#### WORK TO DO:
(A) Answer these questions about the PROSHUT troubleshooting article:
(i) What command is given for the PROSHUT user list?
(ii) Which PROSHUT option was used to disconnect an active client session?
(iii) What may the parent PID of the client process be?
(B) Update the PROSHUT troubleshooting article between "User is not" and "Task manager (tasklist)", inclusive, changing "UNIX" to "Linux" wherever it occurs.

#### EXCERPT TO READ:
___

Information

Title	Troubleshooting why PROSHUT does not remove the userid from the PROMON User Control Table

URL Name	P69391

Article Number	000141997

Environment	Product: Progress Version: 9.x Product: OpenEdge Version: All Supported Versions OS: All Supported Platforms

Question/Problem Description

Troubleshooting why a client session hangs after being disconnected with PROMON or PROSHUT
Troubleshooting why after being disconnected, the process's UserID is not removed from the shared-memory
Troubleshooting why a user is still showing in the PROMON User Control Table after being disconnected

User is not shown in PROSHUT User List: proshut <dbname> -C list
User is still seen in the PROMON User Control list

PROSHUT -C DISCONNECT was used to disconnect an active client session.
Creating, Updating or Deleting a record causes the client to hang and cannot be disconnected from the database.
Client process disconnects from the database but is not removed from the database shared-memory.
The client process ( _progres, prowin, _proapsv) process is hung and cannot be terminated
Client process is still running in the UNIX process list (ps -ef) or Windows tasklist
The Client process PID is still found in the UNIX process list (ps -ef) or Windows Task manager (tasklist)
The parent PID of the client process may be 1 or Init

Steps to Reproduce

Clarifying Information

Error Message

Defect Number	Enahncement PSC00142267 / OE00092240

Enhancement Number

Cause

There are many reasons why a process may not disconnect properly and for this reason the best approach is to gather as much information as possible (specifically multiple a process stacktraces) prior to killing the process at the operating system level (with caution). It is virtually impossible to determine the cause of the hung process without this information.

___

Items from a dataset:
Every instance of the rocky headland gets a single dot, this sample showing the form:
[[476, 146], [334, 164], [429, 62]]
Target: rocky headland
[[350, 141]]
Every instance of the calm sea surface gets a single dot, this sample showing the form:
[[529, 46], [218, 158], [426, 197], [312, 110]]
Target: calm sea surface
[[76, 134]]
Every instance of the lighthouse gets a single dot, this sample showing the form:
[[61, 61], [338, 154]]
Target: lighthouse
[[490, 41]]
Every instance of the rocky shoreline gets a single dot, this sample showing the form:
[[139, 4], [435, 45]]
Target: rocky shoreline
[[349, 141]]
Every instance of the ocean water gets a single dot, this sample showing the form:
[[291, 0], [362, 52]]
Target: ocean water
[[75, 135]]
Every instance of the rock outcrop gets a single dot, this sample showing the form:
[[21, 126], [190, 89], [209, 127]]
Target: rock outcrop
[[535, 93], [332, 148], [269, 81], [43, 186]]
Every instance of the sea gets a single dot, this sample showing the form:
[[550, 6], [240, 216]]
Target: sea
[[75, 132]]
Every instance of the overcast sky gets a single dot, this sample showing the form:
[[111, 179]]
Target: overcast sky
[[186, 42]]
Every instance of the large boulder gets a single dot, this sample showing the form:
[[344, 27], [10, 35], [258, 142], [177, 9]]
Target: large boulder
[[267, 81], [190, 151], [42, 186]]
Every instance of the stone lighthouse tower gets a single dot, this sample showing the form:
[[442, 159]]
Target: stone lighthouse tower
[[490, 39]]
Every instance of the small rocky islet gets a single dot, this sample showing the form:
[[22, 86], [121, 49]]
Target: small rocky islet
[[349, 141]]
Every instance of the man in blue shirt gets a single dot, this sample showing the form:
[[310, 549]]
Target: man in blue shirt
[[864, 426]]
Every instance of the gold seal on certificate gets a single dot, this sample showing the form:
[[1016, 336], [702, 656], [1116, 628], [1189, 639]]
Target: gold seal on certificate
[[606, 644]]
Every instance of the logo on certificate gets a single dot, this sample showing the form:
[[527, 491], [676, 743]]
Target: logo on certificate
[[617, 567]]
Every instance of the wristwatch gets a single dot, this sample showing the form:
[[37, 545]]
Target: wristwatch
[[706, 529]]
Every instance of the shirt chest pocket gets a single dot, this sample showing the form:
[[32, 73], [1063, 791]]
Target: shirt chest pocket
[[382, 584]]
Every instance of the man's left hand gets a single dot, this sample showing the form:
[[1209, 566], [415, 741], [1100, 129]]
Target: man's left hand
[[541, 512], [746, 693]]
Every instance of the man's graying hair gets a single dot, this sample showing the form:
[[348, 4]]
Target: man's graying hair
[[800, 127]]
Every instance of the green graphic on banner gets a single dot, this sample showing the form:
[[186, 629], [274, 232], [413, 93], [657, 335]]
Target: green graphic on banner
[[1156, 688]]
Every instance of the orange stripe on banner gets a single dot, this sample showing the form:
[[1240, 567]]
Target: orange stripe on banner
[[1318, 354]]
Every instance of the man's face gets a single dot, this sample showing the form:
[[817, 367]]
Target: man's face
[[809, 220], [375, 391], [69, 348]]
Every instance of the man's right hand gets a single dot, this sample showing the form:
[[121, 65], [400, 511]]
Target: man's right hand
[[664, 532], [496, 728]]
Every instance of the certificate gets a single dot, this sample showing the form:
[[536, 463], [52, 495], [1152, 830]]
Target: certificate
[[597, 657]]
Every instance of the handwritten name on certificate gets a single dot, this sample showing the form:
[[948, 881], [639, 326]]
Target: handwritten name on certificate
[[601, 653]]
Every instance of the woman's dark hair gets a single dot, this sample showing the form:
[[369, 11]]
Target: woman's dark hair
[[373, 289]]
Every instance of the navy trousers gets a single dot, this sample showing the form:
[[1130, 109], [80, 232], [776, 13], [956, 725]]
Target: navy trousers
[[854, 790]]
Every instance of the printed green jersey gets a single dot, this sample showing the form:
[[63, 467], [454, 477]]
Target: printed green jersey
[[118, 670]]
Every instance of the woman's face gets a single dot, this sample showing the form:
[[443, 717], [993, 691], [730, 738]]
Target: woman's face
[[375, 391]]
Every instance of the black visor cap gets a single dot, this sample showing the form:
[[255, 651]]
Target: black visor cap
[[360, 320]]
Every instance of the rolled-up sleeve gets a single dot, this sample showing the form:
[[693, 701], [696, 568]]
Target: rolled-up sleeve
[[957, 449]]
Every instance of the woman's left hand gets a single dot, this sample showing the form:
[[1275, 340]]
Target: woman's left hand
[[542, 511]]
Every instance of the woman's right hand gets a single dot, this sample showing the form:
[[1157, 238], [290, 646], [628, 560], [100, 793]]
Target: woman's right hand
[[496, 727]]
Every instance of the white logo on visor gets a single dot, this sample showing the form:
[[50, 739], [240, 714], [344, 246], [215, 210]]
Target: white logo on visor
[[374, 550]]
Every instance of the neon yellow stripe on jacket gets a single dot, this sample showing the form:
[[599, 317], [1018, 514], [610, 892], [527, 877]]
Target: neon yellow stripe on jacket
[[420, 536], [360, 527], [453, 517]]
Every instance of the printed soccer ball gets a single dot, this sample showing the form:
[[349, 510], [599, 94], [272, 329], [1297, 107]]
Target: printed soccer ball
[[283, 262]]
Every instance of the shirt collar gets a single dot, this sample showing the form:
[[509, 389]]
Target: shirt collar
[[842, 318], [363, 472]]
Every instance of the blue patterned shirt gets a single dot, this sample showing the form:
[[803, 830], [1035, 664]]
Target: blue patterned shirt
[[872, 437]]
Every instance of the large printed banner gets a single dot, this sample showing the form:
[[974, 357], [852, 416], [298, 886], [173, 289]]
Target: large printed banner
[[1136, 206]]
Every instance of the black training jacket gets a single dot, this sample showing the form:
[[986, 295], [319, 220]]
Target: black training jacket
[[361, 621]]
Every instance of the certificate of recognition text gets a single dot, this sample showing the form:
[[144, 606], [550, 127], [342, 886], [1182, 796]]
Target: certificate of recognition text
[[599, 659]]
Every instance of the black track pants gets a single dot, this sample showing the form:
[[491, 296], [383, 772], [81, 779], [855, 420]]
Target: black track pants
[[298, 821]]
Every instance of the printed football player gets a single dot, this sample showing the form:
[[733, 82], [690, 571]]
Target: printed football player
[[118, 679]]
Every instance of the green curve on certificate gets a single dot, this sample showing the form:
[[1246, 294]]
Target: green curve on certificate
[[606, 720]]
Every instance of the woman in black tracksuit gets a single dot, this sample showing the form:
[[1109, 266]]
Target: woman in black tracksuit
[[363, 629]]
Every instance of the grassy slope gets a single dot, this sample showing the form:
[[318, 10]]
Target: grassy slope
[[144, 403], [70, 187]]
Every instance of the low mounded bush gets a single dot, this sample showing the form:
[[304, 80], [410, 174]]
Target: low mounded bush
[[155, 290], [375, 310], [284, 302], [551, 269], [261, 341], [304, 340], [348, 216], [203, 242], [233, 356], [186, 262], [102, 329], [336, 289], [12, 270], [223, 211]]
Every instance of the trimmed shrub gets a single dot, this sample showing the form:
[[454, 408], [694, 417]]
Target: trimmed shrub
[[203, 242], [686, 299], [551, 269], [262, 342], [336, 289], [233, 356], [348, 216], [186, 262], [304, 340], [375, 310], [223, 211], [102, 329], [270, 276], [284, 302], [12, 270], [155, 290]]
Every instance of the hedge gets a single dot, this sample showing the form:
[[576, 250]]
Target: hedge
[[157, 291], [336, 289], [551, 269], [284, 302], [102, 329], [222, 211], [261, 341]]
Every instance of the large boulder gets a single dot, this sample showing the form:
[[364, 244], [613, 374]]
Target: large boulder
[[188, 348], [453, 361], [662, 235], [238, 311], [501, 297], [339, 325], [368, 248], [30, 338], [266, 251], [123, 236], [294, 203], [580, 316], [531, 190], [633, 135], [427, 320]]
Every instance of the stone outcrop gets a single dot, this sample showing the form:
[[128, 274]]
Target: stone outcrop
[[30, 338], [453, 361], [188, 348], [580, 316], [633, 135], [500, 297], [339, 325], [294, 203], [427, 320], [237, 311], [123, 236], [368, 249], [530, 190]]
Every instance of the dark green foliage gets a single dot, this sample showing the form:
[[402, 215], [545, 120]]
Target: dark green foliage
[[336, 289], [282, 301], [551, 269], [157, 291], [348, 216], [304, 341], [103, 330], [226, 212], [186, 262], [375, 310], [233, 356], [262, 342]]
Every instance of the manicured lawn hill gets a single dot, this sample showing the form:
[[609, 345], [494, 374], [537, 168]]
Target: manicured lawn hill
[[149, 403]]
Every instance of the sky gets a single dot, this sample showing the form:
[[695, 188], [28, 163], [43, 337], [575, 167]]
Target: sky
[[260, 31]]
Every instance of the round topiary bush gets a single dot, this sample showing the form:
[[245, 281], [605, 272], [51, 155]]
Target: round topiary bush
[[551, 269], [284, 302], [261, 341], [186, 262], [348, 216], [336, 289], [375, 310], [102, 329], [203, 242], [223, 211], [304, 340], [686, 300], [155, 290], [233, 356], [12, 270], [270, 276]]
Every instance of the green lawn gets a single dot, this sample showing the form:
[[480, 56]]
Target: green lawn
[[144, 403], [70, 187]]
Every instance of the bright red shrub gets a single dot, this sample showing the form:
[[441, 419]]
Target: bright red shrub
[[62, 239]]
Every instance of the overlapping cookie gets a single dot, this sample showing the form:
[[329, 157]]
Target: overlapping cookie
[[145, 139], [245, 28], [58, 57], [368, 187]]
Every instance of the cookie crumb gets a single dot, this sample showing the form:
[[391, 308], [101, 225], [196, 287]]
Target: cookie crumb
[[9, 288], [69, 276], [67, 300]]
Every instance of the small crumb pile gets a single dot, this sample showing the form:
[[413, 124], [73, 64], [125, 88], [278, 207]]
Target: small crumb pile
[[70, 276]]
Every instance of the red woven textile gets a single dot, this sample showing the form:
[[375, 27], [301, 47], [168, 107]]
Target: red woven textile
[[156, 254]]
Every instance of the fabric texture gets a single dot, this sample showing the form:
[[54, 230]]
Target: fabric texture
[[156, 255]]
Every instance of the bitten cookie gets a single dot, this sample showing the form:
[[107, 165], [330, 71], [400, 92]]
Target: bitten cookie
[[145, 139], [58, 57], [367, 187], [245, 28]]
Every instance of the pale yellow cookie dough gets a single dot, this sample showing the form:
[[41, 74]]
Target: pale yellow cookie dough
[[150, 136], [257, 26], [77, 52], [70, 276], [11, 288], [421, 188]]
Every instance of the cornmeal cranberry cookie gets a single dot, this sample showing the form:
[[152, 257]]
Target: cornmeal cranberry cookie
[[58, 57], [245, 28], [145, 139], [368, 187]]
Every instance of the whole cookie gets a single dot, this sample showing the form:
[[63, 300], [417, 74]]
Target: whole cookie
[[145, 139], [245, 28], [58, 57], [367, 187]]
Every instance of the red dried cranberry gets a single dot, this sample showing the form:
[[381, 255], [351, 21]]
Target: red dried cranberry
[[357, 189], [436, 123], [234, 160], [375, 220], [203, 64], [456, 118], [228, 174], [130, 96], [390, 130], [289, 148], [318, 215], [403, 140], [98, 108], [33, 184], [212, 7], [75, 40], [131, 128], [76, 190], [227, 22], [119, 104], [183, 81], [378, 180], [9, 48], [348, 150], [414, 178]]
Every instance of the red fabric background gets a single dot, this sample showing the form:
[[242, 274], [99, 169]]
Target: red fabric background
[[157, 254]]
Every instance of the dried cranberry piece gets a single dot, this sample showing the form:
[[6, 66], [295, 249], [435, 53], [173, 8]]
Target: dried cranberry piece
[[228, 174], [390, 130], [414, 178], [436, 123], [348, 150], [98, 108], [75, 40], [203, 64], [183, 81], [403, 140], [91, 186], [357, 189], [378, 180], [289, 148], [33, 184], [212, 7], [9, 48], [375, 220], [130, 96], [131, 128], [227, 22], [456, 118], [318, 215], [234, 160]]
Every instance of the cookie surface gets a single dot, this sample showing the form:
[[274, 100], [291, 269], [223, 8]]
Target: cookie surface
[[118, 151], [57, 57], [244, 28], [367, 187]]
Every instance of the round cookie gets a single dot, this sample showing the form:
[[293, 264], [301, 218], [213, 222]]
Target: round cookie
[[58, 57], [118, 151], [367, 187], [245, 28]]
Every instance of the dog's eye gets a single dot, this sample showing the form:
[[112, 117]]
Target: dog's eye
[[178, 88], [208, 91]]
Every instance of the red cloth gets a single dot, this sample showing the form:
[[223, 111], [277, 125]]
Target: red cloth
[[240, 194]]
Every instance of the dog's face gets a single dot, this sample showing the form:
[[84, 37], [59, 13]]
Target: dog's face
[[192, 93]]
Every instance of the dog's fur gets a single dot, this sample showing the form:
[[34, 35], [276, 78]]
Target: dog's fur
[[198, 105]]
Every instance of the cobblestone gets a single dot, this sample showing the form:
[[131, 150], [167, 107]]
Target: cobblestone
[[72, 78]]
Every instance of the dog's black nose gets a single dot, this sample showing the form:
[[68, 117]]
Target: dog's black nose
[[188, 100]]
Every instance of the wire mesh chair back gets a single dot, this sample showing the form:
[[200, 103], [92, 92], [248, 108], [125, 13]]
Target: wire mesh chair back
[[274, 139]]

___

#### FINAL ANSWERS:
(A)
(i) proshut <dbname> -C list
(ii) PROSHUT -C DISCONNECT
(iii) 1 or Init

(B)
User is not shown in PROSHUT User List: proshut <dbname> -C list
User is still seen in the PROMON User Control list

PROSHUT -C DISCONNECT was used to disconnect an active client session.
Creating, Updating or Deleting a record causes the client to hang and cannot be disconnected from the database.
Client process disconnects from the database but is not removed from the database shared-memory.
The client process ( _progres, prowin, _proapsv) process is hung and cannot be terminated
Client process is still running in the Linux process list (ps -ef) or Windows tasklist
The Client process PID is still found in the Linux process list (ps -ef) or Windows Task manager (tasklist)